▸ **Record set**
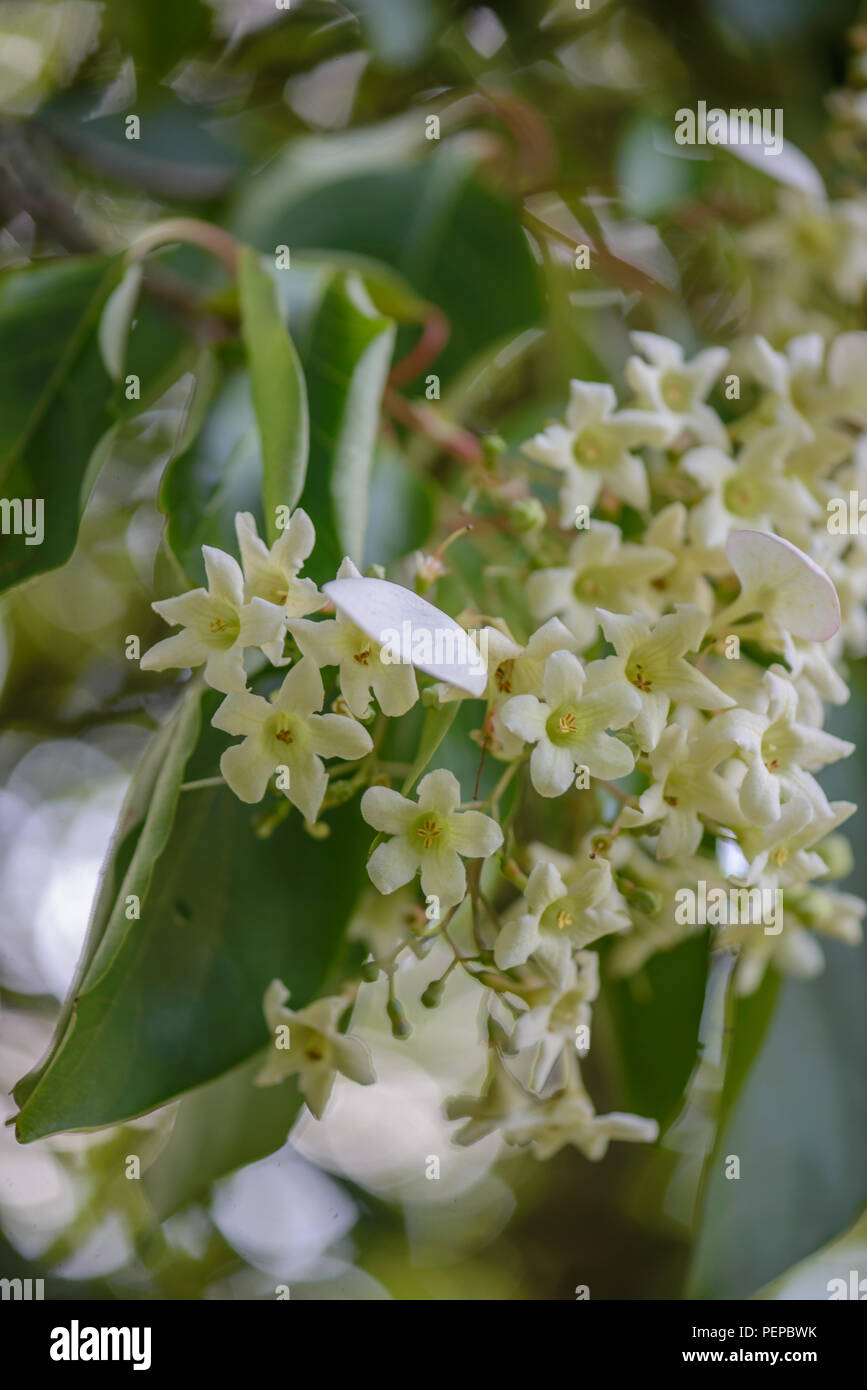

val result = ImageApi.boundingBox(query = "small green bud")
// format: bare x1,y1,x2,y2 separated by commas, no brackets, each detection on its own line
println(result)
387,997,412,1039
508,497,546,533
815,833,853,881
420,977,446,1009
360,961,380,983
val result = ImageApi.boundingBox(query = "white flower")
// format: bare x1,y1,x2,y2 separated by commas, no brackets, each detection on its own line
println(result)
523,380,670,519
736,793,856,889
509,1088,659,1162
212,657,373,822
448,1053,658,1161
494,855,629,981
433,617,580,759
256,980,375,1118
501,649,641,796
596,605,734,751
360,768,503,909
680,428,821,548
510,951,600,1054
235,509,326,625
625,331,729,448
709,668,853,825
620,721,744,858
288,558,418,719
141,545,286,693
527,521,674,648
643,501,728,613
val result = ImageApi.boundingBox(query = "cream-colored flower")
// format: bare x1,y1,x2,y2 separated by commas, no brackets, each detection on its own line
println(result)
596,605,734,751
681,428,821,548
360,769,503,909
709,668,853,825
256,980,374,1118
212,657,373,822
523,379,670,520
527,521,674,648
625,331,729,448
621,720,744,858
501,649,641,796
493,855,629,981
141,545,285,693
235,509,326,622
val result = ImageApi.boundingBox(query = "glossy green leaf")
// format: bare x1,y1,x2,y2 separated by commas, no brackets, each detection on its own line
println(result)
363,446,435,570
238,245,309,539
159,367,263,586
0,255,122,594
301,272,395,579
238,145,541,380
13,686,373,1142
98,263,143,381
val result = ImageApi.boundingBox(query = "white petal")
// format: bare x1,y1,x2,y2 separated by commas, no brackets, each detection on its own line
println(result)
322,575,487,697
420,847,466,908
541,649,586,706
494,914,541,970
202,645,249,694
449,809,503,859
530,739,575,797
417,768,462,814
220,739,274,804
501,694,547,745
367,836,420,894
360,785,416,834
726,530,841,641
203,546,244,607
285,750,328,823
308,712,373,761
211,691,270,736
140,630,209,673
272,657,324,716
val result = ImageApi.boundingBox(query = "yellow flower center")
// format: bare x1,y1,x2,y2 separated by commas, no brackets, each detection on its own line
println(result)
494,660,515,694
629,661,653,692
556,909,573,931
353,646,372,666
416,817,443,850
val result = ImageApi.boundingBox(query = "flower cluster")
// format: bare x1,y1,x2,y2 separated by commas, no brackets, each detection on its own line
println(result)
141,324,866,1161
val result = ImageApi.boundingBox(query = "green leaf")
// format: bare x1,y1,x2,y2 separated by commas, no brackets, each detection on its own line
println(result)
401,702,459,795
301,272,395,579
0,255,122,594
238,245,309,539
159,367,263,586
13,687,372,1141
144,1056,302,1221
237,145,541,380
363,446,435,570
603,935,708,1127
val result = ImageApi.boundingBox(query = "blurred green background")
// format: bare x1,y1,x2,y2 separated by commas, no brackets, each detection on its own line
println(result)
0,0,865,1300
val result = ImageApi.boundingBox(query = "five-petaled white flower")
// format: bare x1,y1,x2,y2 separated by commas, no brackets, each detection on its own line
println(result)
620,720,744,858
236,509,326,627
494,855,629,982
596,605,735,751
527,520,674,648
360,768,503,909
709,667,853,825
523,380,670,520
288,557,418,719
256,979,375,1118
141,545,285,693
625,331,729,448
501,649,641,796
212,657,373,822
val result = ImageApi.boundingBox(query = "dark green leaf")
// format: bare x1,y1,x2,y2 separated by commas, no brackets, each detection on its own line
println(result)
0,255,122,594
13,687,372,1141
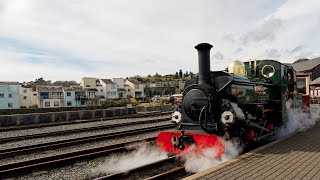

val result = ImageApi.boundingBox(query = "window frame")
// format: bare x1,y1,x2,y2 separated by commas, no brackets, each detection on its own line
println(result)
54,101,59,107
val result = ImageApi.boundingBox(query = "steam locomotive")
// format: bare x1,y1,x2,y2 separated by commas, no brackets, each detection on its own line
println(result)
157,43,303,157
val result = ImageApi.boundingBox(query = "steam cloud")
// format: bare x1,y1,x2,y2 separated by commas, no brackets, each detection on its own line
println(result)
276,108,320,138
183,139,243,173
92,143,167,175
184,107,320,173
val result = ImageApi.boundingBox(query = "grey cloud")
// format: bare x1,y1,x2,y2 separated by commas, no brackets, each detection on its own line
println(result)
290,46,303,53
144,58,157,63
212,51,224,60
241,18,282,45
234,47,243,53
294,51,314,59
222,33,236,43
264,48,281,58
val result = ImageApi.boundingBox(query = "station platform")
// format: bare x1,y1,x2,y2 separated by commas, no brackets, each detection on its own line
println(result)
185,121,320,180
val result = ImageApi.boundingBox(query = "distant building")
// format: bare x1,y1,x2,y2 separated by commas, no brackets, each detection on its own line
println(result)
113,78,127,98
19,87,32,108
100,79,118,99
36,86,64,108
80,77,97,89
291,57,320,95
80,77,100,106
63,86,85,107
0,82,20,109
126,79,145,99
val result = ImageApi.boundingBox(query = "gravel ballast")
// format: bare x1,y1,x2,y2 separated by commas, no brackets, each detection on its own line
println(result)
0,115,170,138
15,128,177,180
0,120,172,151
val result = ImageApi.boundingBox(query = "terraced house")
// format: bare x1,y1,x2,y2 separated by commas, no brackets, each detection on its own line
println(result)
36,86,64,108
0,82,20,109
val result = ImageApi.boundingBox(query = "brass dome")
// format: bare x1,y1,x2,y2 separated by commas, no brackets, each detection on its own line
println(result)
228,60,245,75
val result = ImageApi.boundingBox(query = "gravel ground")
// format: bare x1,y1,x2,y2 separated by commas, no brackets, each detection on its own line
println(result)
0,120,172,150
0,125,176,165
16,128,178,180
0,115,170,138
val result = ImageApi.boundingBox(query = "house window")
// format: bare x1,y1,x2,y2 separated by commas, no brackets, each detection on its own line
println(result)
34,93,37,96
67,92,71,96
54,101,59,107
45,102,50,107
100,89,103,92
107,92,110,95
81,101,85,105
86,85,90,87
297,77,306,94
8,94,13,98
23,89,27,93
128,89,130,92
8,103,13,108
0,93,4,98
67,101,72,106
23,96,27,100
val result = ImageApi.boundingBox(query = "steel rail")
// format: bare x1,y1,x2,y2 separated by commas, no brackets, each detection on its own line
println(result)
0,124,174,159
0,117,171,143
146,166,187,180
0,138,157,179
95,156,181,180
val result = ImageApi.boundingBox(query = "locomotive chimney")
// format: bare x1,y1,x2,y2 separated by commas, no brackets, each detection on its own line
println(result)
195,43,213,85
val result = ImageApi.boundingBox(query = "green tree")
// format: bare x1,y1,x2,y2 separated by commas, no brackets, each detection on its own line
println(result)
179,69,183,78
175,72,179,78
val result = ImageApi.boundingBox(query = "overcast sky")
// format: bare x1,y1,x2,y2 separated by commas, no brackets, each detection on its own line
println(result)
0,0,319,82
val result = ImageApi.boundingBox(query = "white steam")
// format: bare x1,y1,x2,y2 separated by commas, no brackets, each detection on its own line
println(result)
93,143,167,175
276,108,320,138
183,139,243,173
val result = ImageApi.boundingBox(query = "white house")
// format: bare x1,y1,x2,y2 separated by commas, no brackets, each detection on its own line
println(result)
100,79,118,99
113,78,127,98
19,87,32,108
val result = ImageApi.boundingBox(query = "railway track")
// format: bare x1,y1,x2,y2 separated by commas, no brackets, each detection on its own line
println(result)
0,124,174,159
0,116,171,143
0,111,172,132
95,156,187,180
0,121,178,179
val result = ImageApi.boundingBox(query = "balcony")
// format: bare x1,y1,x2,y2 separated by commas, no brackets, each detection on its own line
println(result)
40,96,64,100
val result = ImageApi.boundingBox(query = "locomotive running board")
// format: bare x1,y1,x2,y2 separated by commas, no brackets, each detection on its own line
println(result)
157,131,225,158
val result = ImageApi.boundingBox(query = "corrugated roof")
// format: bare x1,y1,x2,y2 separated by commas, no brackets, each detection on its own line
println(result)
100,79,115,84
291,57,320,72
37,85,63,92
0,81,19,85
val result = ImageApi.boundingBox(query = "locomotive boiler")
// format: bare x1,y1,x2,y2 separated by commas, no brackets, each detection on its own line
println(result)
157,43,302,157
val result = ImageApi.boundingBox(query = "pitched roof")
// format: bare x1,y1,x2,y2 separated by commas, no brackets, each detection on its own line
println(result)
63,87,84,92
310,77,320,85
0,81,19,85
291,57,320,72
100,79,115,84
36,85,63,92
128,79,141,85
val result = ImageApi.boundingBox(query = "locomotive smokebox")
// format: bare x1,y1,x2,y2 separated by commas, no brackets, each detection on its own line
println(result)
195,43,213,85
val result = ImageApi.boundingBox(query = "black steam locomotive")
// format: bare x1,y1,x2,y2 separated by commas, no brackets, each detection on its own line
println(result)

▸ **Work item**
Check every line of the entries above, and copy those that carry the string "cloud".

▸ **Output below**
val result = ImageApi.boundingBox(query = "steam cloud")
val result = ImageApi.boundingBox(query = "grey cloud")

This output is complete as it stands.